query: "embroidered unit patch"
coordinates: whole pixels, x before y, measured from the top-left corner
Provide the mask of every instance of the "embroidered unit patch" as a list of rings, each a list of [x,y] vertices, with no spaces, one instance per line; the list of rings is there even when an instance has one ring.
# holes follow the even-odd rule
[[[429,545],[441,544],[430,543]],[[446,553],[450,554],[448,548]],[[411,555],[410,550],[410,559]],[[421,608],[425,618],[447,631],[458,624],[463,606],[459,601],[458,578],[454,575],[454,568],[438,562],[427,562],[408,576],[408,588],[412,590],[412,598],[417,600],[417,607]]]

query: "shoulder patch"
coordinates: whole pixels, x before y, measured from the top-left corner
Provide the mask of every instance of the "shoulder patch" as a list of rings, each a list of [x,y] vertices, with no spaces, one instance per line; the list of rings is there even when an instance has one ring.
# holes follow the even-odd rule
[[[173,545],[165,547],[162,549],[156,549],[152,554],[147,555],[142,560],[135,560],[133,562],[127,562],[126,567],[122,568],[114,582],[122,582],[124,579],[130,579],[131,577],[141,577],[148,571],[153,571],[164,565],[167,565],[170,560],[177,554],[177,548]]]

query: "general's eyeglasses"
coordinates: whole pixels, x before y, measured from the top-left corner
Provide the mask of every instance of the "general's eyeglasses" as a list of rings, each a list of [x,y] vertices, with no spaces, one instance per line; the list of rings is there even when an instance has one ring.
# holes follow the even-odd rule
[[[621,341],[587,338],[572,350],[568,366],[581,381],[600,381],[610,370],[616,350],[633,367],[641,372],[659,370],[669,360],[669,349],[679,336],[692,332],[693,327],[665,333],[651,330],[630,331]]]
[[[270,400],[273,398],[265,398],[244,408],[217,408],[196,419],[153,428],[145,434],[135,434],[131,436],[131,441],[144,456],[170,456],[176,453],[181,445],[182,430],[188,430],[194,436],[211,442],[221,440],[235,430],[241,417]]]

· · · · · · ·

• _Requirements_
Reproduce all of the entries above with "vertices" swapped for "points" wherever it occurs, leaving everything else unchanged.

• _Output below_
query: "embroidered unit patch"
coordinates: whole pixels, x before y, measured from the top-left corner
Provide the mask of every instance of the "embroidered unit patch" as a list of rings, each a list of [x,y] points, with no spaces, one instance per line; the list of rings is there even when an instance has one ring.
# holes follow the even-odd rule
[[[429,545],[441,544],[430,543]],[[446,553],[450,554],[448,548]],[[411,555],[410,550],[410,559]],[[421,608],[425,618],[447,631],[458,624],[463,606],[459,601],[458,578],[454,575],[454,568],[438,562],[427,562],[408,576],[408,588],[412,590],[412,598],[417,600],[417,607]]]

query: "shoulder patch"
coordinates: whole pixels, x before y, measured from the top-left corner
Provide the mask of every instance of the "shoulder patch" as a list of rings, each a list of [x,y] points, with no spaces, one instance per line; the list of rings is there even when an instance has one ring.
# holes follow the even-odd rule
[[[173,545],[165,547],[162,549],[156,549],[152,554],[147,555],[142,560],[135,560],[133,562],[127,562],[126,567],[122,568],[114,582],[122,582],[124,579],[130,579],[131,577],[141,577],[148,571],[153,571],[164,565],[167,565],[170,560],[177,554],[177,548]]]

query: "general's eyeglasses"
coordinates: whole pixels, x before y, measured from the top-left corner
Provide the mask of every instance of the "general's eyeglasses" as a list of rings, each a list of [x,y] points, with no spaces, one instance per line; the list of rings is there even when an instance has one ring.
# holes follow the even-odd rule
[[[621,341],[587,338],[572,350],[568,366],[581,381],[600,381],[610,370],[616,350],[633,367],[641,372],[659,370],[669,360],[669,349],[679,336],[692,332],[693,327],[665,333],[651,330],[630,331]]]
[[[270,400],[273,398],[265,398],[244,408],[217,408],[196,419],[153,428],[145,434],[135,434],[131,436],[131,441],[144,456],[170,456],[176,453],[181,445],[182,430],[188,430],[194,436],[211,442],[221,440],[235,430],[241,417]]]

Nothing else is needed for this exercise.